| Task directions |
In the workflow parallelization tutorial, what should a workflow be optimized to before it is run on a whole dataset?

| Quoted passage |
::::::::

Tutorial: Workflow Parallelization

Warning: Workflows should be optimized to an image test-set before running a whole dataset. See the VIS workflow tutorial or VIS/NIR tutorial. Our download tool, which talks to a LemnaTec database system, has a specific file structure, which may be different than yours unless you are using our tool, but we also have instructions to run PlantCV over a flat file directory (just keep this in mind).

Running PlantCV over PhenoFront image data-set structure

We normally execute workflows in a shell script or in in a condor job file (or dagman workflow if running multiple workflows into one json database)

::::::::

| Given information |
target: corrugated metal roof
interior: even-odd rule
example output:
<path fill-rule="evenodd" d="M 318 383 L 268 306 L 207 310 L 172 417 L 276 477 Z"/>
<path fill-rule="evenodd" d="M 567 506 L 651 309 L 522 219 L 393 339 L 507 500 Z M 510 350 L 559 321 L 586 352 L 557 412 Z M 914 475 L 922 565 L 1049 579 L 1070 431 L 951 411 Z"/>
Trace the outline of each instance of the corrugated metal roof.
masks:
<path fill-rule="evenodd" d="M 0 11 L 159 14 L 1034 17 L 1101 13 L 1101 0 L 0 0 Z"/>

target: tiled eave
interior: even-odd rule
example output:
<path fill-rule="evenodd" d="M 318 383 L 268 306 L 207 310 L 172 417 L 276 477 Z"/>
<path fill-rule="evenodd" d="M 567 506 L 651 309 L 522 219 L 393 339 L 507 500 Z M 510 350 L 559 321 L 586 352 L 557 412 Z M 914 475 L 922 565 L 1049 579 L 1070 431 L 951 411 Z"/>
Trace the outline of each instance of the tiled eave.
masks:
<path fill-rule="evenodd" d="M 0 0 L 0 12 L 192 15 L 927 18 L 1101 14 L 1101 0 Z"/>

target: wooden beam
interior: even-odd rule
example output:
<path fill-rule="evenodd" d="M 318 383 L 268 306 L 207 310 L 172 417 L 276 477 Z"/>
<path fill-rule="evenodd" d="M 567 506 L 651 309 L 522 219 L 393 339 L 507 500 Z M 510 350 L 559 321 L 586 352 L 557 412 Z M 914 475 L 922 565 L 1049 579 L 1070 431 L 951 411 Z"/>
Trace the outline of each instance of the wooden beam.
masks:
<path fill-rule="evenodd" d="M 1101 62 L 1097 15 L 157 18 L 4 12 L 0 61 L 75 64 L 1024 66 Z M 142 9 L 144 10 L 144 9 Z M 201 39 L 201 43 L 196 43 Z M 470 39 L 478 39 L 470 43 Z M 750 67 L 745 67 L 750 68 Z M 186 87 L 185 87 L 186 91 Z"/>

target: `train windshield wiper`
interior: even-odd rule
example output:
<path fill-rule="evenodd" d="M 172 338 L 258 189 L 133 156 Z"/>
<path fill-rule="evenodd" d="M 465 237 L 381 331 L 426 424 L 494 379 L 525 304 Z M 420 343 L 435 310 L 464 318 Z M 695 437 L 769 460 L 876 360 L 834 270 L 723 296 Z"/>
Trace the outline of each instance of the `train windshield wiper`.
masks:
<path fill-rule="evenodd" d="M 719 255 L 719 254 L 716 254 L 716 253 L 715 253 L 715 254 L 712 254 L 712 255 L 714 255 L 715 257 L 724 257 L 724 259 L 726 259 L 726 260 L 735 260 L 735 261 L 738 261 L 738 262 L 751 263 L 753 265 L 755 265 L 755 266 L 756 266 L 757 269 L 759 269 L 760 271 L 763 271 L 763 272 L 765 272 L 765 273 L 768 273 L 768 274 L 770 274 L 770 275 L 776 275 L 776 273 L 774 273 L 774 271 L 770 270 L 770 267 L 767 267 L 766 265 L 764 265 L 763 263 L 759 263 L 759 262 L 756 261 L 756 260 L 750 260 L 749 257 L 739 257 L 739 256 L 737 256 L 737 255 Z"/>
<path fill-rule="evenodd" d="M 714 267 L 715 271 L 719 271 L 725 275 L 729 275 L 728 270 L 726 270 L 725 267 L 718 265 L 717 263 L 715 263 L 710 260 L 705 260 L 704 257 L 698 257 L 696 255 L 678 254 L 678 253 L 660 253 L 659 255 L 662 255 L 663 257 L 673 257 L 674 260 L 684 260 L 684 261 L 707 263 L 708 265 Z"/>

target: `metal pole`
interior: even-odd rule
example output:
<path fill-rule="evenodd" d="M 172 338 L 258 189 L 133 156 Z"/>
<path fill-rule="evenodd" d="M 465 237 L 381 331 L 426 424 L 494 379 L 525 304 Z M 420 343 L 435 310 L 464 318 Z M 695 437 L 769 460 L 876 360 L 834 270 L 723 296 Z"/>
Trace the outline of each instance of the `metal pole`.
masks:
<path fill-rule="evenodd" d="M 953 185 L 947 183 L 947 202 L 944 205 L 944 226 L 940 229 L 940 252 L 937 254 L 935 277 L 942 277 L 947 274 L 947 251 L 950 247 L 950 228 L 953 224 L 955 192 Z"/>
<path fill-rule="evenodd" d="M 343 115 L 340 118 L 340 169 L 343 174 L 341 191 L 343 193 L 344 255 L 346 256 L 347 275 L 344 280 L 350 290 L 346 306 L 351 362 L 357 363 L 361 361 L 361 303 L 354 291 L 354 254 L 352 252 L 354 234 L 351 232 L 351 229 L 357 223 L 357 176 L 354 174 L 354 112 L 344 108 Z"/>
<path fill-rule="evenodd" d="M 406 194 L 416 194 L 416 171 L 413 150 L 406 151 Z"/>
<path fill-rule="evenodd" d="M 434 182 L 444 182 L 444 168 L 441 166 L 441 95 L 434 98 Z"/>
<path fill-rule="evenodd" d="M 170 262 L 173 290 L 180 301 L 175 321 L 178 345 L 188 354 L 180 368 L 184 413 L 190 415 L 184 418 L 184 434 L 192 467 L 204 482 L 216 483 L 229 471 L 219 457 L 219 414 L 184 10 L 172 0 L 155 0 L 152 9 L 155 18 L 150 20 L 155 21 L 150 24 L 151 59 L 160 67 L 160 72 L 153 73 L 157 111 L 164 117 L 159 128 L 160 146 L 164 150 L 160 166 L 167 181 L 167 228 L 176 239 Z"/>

::::::::

| Result of this exercise |
An image test-set.